=== EXERCISE AIM ===
Set the listing down unchanged, minus every embedded image.

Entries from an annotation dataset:

□ □ □ □ □

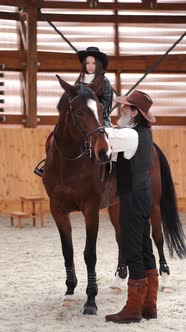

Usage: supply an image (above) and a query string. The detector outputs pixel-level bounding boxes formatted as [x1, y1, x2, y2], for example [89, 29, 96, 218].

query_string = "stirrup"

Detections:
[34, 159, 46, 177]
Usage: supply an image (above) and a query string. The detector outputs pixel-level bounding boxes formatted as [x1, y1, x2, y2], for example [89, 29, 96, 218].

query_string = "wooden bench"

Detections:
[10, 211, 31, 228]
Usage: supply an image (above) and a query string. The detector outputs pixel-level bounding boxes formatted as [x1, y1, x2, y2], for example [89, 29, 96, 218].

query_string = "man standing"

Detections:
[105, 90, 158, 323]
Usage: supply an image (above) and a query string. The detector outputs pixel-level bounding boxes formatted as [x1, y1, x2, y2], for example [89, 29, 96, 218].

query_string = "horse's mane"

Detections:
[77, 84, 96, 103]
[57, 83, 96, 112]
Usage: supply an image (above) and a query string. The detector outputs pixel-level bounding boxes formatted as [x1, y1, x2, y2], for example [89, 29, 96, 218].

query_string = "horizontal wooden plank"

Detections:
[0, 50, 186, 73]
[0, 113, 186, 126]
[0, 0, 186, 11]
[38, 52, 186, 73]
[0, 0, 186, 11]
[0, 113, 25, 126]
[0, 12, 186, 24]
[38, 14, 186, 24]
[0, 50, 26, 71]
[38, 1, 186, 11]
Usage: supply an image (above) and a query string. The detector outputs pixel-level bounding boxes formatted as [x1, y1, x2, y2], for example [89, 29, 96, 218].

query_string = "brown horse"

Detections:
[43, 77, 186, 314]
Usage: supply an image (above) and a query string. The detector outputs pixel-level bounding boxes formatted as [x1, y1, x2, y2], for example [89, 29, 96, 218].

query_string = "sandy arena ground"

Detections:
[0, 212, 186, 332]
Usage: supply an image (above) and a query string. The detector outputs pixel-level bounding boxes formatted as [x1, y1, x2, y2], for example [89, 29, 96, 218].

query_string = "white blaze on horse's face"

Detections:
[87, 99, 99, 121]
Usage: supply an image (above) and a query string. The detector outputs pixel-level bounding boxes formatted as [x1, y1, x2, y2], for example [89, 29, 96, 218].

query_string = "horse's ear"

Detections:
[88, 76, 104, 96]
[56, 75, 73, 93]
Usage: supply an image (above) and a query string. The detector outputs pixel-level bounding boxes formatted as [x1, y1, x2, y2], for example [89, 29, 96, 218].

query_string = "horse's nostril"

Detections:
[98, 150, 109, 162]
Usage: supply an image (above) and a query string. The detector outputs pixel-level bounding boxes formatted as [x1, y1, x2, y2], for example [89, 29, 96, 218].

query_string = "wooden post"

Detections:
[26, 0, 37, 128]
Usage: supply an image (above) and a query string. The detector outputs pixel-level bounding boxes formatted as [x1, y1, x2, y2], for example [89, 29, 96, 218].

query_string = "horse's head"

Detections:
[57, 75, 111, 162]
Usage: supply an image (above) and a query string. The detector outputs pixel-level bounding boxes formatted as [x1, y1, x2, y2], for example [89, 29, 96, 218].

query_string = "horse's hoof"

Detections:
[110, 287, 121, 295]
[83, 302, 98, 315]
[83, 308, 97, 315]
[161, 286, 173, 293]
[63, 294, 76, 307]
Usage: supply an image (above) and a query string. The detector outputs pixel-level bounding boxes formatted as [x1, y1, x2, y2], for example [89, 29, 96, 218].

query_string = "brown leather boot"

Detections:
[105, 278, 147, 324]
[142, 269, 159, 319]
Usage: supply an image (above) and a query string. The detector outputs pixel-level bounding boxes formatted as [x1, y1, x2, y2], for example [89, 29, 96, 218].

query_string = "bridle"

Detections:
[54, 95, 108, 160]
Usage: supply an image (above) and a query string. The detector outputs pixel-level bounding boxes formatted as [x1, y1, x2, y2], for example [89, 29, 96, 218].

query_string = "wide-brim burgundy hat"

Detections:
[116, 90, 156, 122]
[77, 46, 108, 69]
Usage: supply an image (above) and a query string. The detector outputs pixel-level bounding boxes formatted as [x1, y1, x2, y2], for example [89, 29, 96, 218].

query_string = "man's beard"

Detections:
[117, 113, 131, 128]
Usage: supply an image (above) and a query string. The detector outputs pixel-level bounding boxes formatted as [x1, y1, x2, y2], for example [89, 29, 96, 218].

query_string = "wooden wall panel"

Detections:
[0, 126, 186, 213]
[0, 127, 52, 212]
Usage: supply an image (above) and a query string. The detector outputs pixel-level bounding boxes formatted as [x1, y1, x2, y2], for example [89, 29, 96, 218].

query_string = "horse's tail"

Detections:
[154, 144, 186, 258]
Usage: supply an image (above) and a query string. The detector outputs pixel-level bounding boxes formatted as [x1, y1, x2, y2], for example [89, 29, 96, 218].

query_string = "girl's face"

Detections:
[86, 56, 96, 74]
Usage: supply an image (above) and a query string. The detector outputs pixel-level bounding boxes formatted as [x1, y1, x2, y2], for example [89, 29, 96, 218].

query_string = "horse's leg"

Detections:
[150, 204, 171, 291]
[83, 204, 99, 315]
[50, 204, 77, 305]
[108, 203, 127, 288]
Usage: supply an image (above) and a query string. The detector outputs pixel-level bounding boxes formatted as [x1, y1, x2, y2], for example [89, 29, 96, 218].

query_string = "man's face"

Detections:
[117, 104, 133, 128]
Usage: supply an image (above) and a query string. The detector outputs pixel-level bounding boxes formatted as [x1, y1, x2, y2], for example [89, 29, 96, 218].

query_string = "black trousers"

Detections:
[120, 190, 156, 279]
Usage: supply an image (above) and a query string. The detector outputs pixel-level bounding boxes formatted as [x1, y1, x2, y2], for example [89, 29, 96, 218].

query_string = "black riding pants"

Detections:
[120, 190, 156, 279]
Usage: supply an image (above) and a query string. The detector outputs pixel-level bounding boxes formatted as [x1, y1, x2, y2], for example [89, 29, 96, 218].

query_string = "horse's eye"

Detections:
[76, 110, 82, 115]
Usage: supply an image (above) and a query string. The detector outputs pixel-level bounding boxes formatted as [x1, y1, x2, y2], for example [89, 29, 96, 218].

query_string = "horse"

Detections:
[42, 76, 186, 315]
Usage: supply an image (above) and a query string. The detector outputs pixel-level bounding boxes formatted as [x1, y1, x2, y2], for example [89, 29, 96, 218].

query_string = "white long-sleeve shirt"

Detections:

□ □ □ □ □

=== WORKED ANSWER ===
Usage: supply an image (above) and a query string. The detector outputs pixel-level bounding boxes formatted as [x1, y1, x2, y2], for example [89, 29, 96, 218].

query_string = "stirrup"

Detections:
[34, 159, 46, 177]
Usage: supply an image (above) and a query string. The detector outputs pixel-level bounding boxes formatted as [x1, y1, x2, y2], for example [89, 29, 96, 218].

query_string = "wooden bench"

Detections:
[10, 211, 31, 228]
Usage: supply an image (above) and a query string. The detector outputs pixel-level bounding boxes formatted as [x1, y1, x2, y2], for example [89, 29, 96, 218].

query_string = "man standing"

Detections:
[105, 90, 158, 323]
Usage: supply an image (above) and a query string. The detector outputs pixel-level bounding boxes formatted as [x1, y1, x2, y2], for example [89, 29, 96, 218].

query_string = "horse's mane"

Detections:
[77, 84, 96, 103]
[57, 83, 96, 112]
Usage: supply an image (above) and a query string. The detector outputs pixel-level bounding boxes formatted as [x1, y1, x2, y2], for example [89, 29, 96, 218].

query_string = "horizontal wooden plank"

Detections:
[0, 50, 186, 73]
[0, 113, 186, 126]
[0, 0, 186, 11]
[38, 52, 186, 73]
[0, 0, 186, 11]
[0, 113, 25, 126]
[0, 12, 186, 24]
[38, 14, 186, 24]
[0, 50, 26, 71]
[38, 1, 186, 11]
Usage: supply an image (above) and a query string. The detector outputs pixel-level bounding boxes formatted as [x1, y1, x2, y2], for example [89, 29, 96, 218].

query_string = "brown horse"

Detections:
[43, 77, 186, 314]
Usage: supply an image (above) and a query string. The detector outputs pixel-level bounding boxes formatted as [x1, y1, x2, y2], for example [89, 29, 96, 218].

query_string = "sandy arena ground"

Detections:
[0, 212, 186, 332]
Usage: supply an image (above) and a query string. The detector outputs pixel-level bounding boxes formatted as [x1, y1, x2, y2], for example [89, 29, 96, 218].

query_string = "white blaze on horse's face"

Detections:
[87, 99, 99, 121]
Usage: supply an image (above) and a query string. The detector outputs pixel-level bounding boxes formatted as [x1, y1, x2, y2], for example [89, 29, 96, 218].

query_string = "horse's ear"

Detections:
[88, 76, 104, 96]
[56, 75, 73, 93]
Usage: supply an image (above) and a query string. The detector outputs pixel-level bounding boxes formatted as [x1, y1, x2, y2], for example [89, 29, 96, 218].

query_string = "horse's nostril"

Detections:
[98, 150, 109, 162]
Usage: supply an image (above) and a query string. The detector outputs pixel-level bounding boxes formatted as [x1, y1, x2, y2], for example [89, 29, 96, 218].

query_string = "wooden post"

Detections:
[26, 0, 37, 128]
Usage: supply an image (above) and a query string. The detector outputs pixel-level bounding boxes formatted as [x1, y1, x2, y2], for example [89, 29, 96, 218].

query_string = "horse's head"

Detections:
[57, 75, 111, 162]
Usage: supply an image (above) and a query string. The detector outputs pixel-level bounding boxes formatted as [x1, y1, x2, y2], for example [89, 29, 96, 218].

query_string = "horse's hoof"

Detections:
[110, 287, 121, 295]
[83, 302, 98, 315]
[83, 308, 97, 315]
[161, 286, 173, 293]
[63, 294, 76, 307]
Usage: supply an image (above) and a query string. The detector outputs pixel-level bounding boxes formatted as [x1, y1, x2, y2], for example [89, 29, 96, 218].

query_string = "brown leather boot"

Detections:
[105, 278, 147, 324]
[142, 269, 159, 319]
Usage: supply an image (above) and a query string. The detector outputs pixel-level bounding boxes formatted as [x1, y1, x2, y2], for example [89, 29, 96, 218].

query_string = "bridle"

Detections:
[54, 95, 108, 160]
Usage: supply an image (above) and a query string. The detector outputs pixel-level bounding boxes formatted as [x1, y1, x2, y2], for example [89, 29, 96, 218].

query_string = "wide-brim burgundy hat"

Detections:
[116, 90, 156, 122]
[77, 46, 108, 69]
Usage: supply an image (above) and a query string. The detector outputs pixel-level bounding boxes formatted as [x1, y1, x2, y2], for example [89, 29, 96, 218].

query_string = "man's beard"

Detections:
[117, 113, 131, 128]
Usage: supply an image (above) and a query string. The detector outputs pixel-level bounding boxes formatted as [x1, y1, x2, y2], for example [89, 29, 96, 218].

query_string = "wooden wall panel"

Detections:
[0, 126, 186, 213]
[0, 127, 52, 212]
Usage: supply an image (above) and a query string. The detector outputs pixel-level bounding boxes formatted as [x1, y1, x2, y2], for example [89, 29, 96, 218].

query_string = "horse's tail"

Detections:
[154, 144, 186, 258]
Usage: supply an image (above) and a query string. The detector outputs pixel-level bounding boxes formatted as [x1, y1, x2, y2], for example [89, 29, 96, 218].

query_string = "girl's face"

Detections:
[86, 56, 96, 74]
Usage: supply an image (above) and a query string. The detector outputs pixel-level bounding boxes formatted as [x1, y1, x2, y2], for example [89, 29, 96, 218].

query_string = "horse's leg"

Detections:
[150, 204, 171, 291]
[83, 204, 99, 315]
[50, 204, 77, 305]
[108, 203, 127, 288]
Usage: supply an image (above) and a query string. The detector outputs pixel-level bounding boxes formatted as [x1, y1, x2, y2], for example [89, 29, 96, 218].

query_string = "man's face"

Detections:
[117, 104, 133, 128]
Usage: supply an image (above) and a query string. The detector outputs pixel-level bounding boxes formatted as [x1, y1, x2, y2], for example [89, 29, 96, 218].

query_string = "black trousers"

Detections:
[120, 190, 156, 279]
Usage: supply an image (above) and a query string. The detector outputs pixel-level bounding boxes formatted as [x1, y1, x2, y2], for example [89, 29, 96, 218].

query_string = "black riding pants"

Detections:
[120, 190, 156, 279]
Usage: supply an image (above) and a query string. The detector outputs pixel-level bounding boxes formatted as [x1, y1, x2, y2], for example [89, 29, 96, 218].

query_string = "horse's eye"

Detections:
[76, 110, 82, 115]
Usage: supply an image (above) and a query string. The detector outputs pixel-level bounding boxes formatted as [x1, y1, x2, y2], for example [89, 29, 96, 218].

query_string = "horse"

Detections:
[42, 76, 186, 315]
Usage: supply an image (above) and a query string. The detector outputs pixel-level bounding boxes formatted as [x1, y1, x2, y2], for example [89, 29, 96, 218].

query_string = "white long-sleeve shirt"

Detections:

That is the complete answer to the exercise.